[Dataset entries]
──────────────────────────────

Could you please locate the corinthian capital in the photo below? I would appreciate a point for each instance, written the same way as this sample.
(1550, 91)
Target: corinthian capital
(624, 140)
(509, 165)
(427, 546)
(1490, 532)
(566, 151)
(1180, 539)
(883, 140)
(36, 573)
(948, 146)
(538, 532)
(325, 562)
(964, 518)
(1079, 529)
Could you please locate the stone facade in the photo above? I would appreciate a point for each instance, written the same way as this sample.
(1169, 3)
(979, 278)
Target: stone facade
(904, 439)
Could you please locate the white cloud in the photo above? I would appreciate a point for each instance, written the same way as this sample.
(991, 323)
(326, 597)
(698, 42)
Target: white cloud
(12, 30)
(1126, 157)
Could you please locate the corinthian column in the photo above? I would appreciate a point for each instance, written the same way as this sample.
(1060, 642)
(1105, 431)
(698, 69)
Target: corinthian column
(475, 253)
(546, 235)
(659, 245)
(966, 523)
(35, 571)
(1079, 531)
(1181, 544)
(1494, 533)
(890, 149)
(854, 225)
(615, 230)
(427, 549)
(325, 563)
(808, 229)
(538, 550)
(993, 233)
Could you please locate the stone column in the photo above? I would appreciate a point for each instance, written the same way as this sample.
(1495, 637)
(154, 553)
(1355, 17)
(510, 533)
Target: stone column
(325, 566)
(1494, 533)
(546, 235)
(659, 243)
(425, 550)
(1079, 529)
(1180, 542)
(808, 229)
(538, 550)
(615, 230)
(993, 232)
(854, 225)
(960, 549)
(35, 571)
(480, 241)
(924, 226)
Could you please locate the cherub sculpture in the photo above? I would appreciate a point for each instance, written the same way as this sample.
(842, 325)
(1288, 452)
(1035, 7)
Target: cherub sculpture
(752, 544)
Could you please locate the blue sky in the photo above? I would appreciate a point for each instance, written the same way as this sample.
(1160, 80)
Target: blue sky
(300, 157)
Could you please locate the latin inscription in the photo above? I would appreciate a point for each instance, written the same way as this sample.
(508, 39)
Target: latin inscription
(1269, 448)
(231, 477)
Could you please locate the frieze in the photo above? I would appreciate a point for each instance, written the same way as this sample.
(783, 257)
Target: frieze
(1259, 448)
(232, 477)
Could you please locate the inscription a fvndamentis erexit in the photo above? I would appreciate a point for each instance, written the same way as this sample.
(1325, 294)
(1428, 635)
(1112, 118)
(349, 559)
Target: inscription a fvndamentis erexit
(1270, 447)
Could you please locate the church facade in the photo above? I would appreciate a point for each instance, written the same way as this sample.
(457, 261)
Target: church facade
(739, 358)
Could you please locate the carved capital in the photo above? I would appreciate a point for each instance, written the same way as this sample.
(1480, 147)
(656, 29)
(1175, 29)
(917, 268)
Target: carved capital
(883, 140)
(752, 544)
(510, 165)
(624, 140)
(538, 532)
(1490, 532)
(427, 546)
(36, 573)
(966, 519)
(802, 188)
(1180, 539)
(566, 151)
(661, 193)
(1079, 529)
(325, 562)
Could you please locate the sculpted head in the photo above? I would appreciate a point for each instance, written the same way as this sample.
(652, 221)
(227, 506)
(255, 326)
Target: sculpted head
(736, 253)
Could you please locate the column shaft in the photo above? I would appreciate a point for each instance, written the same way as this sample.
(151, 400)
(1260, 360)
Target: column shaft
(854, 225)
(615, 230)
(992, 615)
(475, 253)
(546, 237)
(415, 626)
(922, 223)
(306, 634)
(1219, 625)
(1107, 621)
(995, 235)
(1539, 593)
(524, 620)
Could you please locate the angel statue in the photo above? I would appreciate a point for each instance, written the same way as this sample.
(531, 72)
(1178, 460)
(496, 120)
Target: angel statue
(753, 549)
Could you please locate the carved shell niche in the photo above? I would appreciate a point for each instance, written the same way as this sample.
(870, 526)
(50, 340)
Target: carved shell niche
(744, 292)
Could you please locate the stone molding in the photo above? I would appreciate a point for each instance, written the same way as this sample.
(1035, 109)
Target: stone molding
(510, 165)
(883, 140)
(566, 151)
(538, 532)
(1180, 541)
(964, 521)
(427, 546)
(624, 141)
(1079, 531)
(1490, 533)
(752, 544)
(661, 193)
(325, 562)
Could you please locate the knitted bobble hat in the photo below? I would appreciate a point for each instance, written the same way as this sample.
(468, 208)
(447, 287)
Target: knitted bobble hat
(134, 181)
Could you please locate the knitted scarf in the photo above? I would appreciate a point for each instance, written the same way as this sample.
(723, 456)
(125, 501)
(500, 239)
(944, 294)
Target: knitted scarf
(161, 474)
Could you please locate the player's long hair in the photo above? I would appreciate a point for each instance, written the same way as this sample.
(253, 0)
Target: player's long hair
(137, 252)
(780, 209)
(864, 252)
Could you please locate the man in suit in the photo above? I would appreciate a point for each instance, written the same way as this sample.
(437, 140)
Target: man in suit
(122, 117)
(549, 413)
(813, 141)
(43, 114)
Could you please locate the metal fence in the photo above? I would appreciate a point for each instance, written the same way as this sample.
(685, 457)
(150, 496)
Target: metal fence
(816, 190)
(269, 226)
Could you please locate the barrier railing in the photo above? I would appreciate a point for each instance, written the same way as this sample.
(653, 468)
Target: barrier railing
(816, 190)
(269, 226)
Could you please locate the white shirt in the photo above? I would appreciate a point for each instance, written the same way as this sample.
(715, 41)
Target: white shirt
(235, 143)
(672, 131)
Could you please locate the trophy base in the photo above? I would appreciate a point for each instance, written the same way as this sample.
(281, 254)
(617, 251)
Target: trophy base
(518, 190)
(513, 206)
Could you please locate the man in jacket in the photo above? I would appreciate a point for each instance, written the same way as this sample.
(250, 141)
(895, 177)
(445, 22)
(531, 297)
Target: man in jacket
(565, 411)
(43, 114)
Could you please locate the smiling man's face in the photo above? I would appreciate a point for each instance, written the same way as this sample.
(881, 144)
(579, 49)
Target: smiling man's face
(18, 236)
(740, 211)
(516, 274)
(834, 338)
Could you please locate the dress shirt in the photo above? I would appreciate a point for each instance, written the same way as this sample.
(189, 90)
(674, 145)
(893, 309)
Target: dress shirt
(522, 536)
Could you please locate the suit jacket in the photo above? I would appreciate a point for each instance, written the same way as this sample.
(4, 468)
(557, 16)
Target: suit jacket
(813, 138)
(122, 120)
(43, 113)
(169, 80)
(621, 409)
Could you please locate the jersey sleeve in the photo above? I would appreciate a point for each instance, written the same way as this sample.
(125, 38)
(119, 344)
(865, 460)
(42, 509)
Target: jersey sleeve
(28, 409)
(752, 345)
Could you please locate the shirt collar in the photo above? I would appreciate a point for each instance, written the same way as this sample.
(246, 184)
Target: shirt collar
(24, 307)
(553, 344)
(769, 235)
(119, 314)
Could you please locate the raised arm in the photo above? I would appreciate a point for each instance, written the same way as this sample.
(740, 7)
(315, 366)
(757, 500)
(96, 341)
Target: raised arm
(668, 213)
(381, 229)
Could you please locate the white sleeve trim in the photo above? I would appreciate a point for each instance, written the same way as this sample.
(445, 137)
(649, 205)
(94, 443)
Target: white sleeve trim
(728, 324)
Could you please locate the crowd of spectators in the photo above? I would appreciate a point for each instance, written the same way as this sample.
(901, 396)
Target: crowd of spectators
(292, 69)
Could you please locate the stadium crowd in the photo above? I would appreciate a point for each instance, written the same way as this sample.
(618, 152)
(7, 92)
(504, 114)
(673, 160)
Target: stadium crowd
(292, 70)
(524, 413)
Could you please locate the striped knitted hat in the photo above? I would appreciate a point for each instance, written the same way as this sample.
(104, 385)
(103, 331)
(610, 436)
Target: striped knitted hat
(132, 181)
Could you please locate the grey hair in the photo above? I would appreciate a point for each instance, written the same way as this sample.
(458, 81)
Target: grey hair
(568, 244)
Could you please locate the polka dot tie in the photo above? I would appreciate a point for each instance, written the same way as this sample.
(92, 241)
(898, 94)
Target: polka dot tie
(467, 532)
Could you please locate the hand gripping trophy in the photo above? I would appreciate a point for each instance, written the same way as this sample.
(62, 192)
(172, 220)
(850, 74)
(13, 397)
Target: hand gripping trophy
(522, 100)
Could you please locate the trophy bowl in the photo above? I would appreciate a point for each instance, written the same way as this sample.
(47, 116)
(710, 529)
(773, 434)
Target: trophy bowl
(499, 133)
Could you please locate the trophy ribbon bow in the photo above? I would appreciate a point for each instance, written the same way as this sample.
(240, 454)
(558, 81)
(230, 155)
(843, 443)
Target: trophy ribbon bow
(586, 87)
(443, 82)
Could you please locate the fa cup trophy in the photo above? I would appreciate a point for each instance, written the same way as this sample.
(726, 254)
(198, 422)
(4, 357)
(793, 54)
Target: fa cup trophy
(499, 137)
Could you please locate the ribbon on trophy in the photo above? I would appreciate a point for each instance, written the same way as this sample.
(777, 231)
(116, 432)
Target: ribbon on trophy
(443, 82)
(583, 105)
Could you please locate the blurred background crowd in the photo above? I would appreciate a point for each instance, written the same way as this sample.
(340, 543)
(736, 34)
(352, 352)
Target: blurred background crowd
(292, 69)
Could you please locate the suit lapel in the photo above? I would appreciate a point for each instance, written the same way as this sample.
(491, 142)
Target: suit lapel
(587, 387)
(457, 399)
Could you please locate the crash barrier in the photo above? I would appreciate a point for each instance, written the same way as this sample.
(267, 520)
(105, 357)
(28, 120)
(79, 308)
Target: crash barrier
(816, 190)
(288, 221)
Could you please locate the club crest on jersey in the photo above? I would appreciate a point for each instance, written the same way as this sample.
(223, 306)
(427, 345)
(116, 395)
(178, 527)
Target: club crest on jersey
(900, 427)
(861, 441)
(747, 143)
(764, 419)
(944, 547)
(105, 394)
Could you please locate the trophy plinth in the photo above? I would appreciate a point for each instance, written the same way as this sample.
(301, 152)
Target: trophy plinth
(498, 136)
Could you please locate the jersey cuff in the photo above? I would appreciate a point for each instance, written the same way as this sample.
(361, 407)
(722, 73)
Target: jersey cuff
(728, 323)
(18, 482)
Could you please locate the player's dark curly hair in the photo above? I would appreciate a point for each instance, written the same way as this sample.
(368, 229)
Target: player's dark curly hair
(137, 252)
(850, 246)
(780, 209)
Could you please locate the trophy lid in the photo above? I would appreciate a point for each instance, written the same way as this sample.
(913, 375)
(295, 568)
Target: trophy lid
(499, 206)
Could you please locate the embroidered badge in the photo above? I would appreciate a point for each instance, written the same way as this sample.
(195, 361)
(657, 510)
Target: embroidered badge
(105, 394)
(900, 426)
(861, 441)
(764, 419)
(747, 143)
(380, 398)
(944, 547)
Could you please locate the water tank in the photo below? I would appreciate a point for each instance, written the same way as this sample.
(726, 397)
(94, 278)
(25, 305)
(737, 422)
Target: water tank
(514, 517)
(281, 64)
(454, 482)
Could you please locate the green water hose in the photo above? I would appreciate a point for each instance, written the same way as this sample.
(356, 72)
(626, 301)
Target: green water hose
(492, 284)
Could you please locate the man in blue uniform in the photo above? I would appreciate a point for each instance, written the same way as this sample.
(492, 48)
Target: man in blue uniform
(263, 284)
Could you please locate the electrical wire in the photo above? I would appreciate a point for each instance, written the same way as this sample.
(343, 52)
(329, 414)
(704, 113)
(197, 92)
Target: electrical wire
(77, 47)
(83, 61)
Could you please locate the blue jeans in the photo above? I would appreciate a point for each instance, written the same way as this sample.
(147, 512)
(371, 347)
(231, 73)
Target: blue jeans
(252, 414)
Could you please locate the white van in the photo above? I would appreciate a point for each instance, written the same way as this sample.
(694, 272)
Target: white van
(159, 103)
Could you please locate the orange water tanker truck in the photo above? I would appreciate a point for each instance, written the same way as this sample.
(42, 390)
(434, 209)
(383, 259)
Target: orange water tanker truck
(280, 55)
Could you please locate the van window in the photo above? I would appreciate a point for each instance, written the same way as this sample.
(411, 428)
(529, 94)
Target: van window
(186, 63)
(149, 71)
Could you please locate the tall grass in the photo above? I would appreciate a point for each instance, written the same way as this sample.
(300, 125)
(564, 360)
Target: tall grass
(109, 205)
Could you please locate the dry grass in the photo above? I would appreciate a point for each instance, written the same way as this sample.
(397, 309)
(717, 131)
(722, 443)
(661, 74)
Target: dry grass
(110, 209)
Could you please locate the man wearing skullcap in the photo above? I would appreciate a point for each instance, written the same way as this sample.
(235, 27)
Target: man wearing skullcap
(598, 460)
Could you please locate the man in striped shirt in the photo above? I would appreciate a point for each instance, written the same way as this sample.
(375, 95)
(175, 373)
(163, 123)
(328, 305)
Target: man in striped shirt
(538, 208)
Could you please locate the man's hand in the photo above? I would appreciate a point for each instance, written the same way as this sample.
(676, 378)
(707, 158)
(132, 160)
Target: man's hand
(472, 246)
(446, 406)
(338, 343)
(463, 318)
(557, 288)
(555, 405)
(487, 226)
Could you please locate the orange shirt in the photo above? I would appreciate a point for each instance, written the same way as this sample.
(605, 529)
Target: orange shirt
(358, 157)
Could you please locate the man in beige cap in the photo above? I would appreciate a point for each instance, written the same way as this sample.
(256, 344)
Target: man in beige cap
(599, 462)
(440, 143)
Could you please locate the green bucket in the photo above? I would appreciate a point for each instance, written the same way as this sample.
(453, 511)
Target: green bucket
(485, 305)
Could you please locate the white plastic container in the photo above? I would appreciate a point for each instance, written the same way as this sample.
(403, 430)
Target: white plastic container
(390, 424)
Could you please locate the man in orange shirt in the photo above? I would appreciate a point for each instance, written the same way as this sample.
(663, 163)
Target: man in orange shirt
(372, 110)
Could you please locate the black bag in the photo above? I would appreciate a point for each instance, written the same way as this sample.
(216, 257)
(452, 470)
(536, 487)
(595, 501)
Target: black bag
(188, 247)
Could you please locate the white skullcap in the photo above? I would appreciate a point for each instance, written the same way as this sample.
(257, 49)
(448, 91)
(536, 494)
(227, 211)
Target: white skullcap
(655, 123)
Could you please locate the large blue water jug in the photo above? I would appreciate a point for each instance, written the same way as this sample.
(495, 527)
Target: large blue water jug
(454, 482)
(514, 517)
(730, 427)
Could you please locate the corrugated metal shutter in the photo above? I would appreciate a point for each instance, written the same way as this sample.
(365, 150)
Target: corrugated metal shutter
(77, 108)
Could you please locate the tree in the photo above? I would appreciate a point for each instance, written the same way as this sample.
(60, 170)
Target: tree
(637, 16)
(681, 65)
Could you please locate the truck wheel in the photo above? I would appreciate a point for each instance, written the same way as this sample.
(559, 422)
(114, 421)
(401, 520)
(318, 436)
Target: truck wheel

──────────────────────────────

Work instruction
Please find every line in the records above that holds the word "below" and copy it.

Answer section
Could you please locate the corinthian capital in the photo below? I would appreciate a point for each instance, written the same way as this sample.
Could you please locate the knitted bobble hat in the photo below? I would appreciate a point for each instance, written the same way as this sample.
Could you please locate the water tank in the photo below? I would appreciate a point for each instance, written the same way as this sample.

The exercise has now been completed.